— START OF STORED DATA —

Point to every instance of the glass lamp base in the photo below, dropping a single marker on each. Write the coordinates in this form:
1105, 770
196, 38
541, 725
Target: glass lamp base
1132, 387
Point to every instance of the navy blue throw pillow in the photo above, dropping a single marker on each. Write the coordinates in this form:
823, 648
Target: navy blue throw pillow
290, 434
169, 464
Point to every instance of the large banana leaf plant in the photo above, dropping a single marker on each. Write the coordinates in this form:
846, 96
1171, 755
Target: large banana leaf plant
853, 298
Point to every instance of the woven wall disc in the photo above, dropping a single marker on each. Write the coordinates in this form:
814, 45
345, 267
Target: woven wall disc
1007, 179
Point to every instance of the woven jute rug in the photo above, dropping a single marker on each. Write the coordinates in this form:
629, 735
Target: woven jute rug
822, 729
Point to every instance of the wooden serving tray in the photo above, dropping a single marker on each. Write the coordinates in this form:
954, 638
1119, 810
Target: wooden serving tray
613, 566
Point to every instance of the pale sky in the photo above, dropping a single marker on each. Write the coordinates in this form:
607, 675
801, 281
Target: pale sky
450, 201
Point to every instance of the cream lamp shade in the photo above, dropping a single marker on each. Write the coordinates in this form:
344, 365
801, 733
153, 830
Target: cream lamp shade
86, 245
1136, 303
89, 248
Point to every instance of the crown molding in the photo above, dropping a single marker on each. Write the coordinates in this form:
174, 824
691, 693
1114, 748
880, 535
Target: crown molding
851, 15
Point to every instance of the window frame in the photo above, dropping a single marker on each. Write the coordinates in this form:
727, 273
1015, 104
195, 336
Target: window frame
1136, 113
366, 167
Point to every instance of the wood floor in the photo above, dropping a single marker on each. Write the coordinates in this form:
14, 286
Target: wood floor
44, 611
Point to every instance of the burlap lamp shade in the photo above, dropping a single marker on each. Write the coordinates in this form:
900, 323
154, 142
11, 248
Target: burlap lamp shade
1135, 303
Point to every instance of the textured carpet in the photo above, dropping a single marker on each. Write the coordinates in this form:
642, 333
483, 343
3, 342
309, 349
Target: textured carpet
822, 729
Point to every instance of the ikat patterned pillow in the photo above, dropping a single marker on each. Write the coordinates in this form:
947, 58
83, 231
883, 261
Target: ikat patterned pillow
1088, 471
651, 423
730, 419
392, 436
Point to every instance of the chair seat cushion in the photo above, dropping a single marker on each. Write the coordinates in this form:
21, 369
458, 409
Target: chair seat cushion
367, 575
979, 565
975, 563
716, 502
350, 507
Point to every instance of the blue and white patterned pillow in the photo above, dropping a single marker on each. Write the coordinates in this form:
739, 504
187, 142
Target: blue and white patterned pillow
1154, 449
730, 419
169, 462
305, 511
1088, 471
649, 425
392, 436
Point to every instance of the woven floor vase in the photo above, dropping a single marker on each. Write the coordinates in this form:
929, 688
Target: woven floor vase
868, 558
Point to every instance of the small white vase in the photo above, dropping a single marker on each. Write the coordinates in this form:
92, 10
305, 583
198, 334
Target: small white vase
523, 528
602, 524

— END OF STORED DATA —

__INSTRUCTION__
Reproduce all of the data above, substituting "placing one marker on each" for each occurrence of "dropping a single marker on each" and leaving everything else unchanged.

__EXERCISE RESULT__
Point to every instance of the glass lamp base in the photo below, placing one marker on each. Write the coordinates in this form:
1105, 770
196, 38
541, 725
Target: glass lamp base
1132, 387
Point to every instance of the navy blue throw pillow in the photo above, placing one marker on each. Write the coordinates in this form:
823, 648
Target: navy blue throw pillow
290, 434
169, 464
Point to every instance of the large banana leaf plant in the photo above, placing one marker on each. Write the coordinates in this form:
846, 96
1171, 755
Target: large banana leaf plant
853, 298
Point to every instance of the woven wall disc in the photo above, placing one marker on each. Write the coordinates in this form:
814, 45
345, 267
Target: woven wall disc
1007, 179
Point to every instance of the woven jute rug in the photo above, placing one marker on each. Write the coordinates in this form:
629, 735
Target: woven jute rug
822, 729
Point to every instance of the wooden serving tray in the photo above, placing one marker on each. Write the coordinates in this form:
954, 638
1119, 810
Target: wooden serving tray
613, 566
Point to every instance of the pale sky in the photo above, placing one marker on each. Write the coordinates in this form:
607, 675
801, 281
Target: pale sky
450, 201
Point to every instance of the cream lamp shade in the photo above, placing one marker on each. Write the coordinates in this form:
344, 365
801, 733
153, 830
Target: cream lamp shade
86, 245
1136, 303
89, 248
Point to every instance of the crown molding in the photo above, placing one marker on each. Write the coordinates in this form:
174, 824
691, 693
1114, 748
880, 535
Target: crown molding
851, 15
Point to every instance of the window frame in the photo above, placing one marker on each. Write the coordinates in this form:
727, 273
1015, 104
195, 336
Target: window frame
1136, 113
366, 167
Point to every instance of the wood floor in the photo above, placing one marker on each. Write the coordinates in this form:
14, 286
Target: wood floor
44, 611
Point to every instance of the burlap lamp shade in the photo above, placing one marker on each. Write the coordinates in this form:
900, 323
154, 142
11, 248
Target: burlap lamp shade
1135, 303
Point to every instance of the textured carpet in the photo above, placing one marker on each. Write the coordinates in this form:
642, 333
483, 343
3, 342
309, 349
Target: textured carpet
822, 729
Point to every instance of the ikat patterned pillow in the photo above, placing one marker on each. Write the coordinates in this form:
947, 58
83, 231
883, 261
Target: ikat patterned pillow
1088, 471
651, 423
730, 419
392, 436
Point to every instance of the chair seat cushion in the photo above, placing one marker on each. Write the coordinates in this form:
21, 369
458, 409
Target: chair seat cushion
367, 575
979, 565
975, 563
716, 502
350, 507
Point to every instance of the blue and white patterned pillow in the photo above, placing one marker on each. Write the coordinates in this form:
739, 504
187, 142
Target: blue and white patterned pillow
1154, 449
730, 419
169, 462
305, 511
1088, 471
649, 425
392, 436
Point to every instance of the woven floor vase in the photo above, placing one marker on each. Write the coordinates in this form:
929, 688
Target: woven floor vase
868, 558
Point to every instance of the small white vase in the photo above, placing one marker on each. Write the coordinates in this form:
92, 10
305, 583
198, 334
Target: small white vase
523, 528
602, 524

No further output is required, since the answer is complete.